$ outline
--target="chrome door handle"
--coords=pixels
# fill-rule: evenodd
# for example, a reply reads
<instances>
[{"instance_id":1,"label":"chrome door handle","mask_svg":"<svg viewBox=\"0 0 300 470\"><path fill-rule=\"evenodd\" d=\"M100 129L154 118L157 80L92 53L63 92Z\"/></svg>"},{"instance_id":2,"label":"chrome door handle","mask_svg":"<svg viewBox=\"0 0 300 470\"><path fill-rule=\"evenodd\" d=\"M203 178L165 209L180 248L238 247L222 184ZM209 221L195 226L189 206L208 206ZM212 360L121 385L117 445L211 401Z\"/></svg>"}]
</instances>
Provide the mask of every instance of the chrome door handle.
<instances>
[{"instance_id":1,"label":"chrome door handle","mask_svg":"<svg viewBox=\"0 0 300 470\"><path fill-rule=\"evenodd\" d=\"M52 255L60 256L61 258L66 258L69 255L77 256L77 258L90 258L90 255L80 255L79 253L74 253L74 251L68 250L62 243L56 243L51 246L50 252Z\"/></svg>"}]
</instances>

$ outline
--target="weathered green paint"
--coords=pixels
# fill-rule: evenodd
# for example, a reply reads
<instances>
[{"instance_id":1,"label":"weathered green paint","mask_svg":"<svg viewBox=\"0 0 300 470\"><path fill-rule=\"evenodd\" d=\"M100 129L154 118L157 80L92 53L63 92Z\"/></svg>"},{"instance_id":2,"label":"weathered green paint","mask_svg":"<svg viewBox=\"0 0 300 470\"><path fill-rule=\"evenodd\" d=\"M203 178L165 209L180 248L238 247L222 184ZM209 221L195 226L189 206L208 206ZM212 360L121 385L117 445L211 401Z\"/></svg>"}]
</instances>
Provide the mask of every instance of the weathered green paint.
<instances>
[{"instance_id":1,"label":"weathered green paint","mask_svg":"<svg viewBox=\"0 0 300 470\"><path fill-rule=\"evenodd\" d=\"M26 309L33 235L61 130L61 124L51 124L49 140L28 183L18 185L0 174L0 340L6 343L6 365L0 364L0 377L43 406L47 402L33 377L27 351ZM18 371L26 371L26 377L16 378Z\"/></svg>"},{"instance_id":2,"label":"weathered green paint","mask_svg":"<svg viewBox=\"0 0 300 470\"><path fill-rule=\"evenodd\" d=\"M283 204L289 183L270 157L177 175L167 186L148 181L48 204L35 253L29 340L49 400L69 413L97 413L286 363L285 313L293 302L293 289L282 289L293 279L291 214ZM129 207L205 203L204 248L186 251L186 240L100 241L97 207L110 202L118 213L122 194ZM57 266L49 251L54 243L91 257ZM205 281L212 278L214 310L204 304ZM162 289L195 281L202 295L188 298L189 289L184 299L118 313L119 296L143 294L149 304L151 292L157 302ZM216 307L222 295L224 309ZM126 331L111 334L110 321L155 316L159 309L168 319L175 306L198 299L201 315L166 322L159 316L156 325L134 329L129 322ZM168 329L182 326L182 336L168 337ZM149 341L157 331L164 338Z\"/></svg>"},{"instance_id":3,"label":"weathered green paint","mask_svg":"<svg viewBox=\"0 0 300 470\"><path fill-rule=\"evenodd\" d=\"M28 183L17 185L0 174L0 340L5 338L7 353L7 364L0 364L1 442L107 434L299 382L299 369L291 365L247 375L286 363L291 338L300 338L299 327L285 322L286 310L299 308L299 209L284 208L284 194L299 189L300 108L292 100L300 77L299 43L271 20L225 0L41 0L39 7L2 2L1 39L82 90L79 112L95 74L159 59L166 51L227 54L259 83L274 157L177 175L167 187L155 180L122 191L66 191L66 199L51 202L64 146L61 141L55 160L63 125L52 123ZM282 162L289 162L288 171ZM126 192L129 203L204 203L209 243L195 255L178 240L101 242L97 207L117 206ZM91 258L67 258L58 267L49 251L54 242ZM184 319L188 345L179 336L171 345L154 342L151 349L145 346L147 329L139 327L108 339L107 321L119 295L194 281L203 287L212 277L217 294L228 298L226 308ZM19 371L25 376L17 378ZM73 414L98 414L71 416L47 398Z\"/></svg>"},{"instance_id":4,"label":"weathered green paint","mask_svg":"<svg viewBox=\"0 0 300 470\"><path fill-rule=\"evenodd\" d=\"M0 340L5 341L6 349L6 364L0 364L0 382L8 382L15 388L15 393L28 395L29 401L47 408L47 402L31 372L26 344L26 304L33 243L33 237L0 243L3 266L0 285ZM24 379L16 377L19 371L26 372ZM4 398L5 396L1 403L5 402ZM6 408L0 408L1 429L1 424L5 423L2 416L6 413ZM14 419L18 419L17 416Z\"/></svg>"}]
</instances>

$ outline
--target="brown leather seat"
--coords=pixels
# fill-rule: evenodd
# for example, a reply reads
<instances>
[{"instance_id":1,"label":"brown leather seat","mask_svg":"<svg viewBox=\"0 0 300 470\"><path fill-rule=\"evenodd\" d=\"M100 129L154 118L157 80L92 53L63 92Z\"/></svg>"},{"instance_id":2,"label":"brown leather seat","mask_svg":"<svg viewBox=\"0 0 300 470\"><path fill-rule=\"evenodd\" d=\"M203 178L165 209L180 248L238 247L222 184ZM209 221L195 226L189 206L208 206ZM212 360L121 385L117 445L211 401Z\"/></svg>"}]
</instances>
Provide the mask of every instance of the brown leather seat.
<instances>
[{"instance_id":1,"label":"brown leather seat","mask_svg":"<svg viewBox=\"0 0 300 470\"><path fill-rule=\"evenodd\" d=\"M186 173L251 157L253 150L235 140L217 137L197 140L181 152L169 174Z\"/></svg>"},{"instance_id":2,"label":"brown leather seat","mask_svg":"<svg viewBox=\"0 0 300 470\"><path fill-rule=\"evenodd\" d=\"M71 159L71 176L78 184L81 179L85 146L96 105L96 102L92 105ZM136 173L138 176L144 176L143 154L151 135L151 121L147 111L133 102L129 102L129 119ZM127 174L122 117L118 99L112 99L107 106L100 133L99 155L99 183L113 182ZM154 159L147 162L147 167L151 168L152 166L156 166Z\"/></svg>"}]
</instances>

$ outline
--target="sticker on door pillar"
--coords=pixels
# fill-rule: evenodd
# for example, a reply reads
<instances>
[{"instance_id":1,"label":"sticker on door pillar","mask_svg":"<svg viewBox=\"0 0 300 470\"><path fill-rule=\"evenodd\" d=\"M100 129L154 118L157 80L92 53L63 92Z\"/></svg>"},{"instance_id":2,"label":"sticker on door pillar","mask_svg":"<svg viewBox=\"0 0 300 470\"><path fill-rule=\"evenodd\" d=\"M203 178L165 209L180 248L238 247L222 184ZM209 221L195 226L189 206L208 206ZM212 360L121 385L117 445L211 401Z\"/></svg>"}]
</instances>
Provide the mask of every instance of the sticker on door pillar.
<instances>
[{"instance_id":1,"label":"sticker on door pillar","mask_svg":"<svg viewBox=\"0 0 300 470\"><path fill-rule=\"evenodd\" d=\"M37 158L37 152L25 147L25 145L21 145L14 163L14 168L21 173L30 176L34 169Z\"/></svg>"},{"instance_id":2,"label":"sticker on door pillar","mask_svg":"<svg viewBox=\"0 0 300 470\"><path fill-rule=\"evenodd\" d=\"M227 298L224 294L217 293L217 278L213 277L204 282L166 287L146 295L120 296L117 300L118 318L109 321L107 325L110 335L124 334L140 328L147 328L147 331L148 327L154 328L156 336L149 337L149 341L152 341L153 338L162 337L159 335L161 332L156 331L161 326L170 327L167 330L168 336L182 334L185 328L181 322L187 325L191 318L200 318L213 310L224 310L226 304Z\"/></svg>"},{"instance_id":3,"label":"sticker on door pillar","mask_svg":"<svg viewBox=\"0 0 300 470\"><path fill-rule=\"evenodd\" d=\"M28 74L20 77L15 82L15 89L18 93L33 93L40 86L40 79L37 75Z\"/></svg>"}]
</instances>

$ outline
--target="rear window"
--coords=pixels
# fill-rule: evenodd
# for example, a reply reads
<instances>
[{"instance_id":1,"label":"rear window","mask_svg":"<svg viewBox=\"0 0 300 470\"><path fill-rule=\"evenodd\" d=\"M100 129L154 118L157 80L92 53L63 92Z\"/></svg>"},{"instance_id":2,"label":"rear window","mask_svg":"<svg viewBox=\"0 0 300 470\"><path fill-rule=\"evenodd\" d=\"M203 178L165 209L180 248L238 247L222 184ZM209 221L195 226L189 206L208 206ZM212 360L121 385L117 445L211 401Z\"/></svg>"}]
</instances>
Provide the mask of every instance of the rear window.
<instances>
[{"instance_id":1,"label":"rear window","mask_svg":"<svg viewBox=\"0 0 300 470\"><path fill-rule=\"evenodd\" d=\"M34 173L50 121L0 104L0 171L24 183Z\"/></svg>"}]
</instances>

#####

PROBLEM TO SOLVE -
Find the lines in the entries above where "target" occurs, and copy each of them.

EXERCISE OUTPUT -
--target="chrome door handle"
--target="weathered green paint"
--target="brown leather seat"
--target="sticker on door pillar"
--target="rear window"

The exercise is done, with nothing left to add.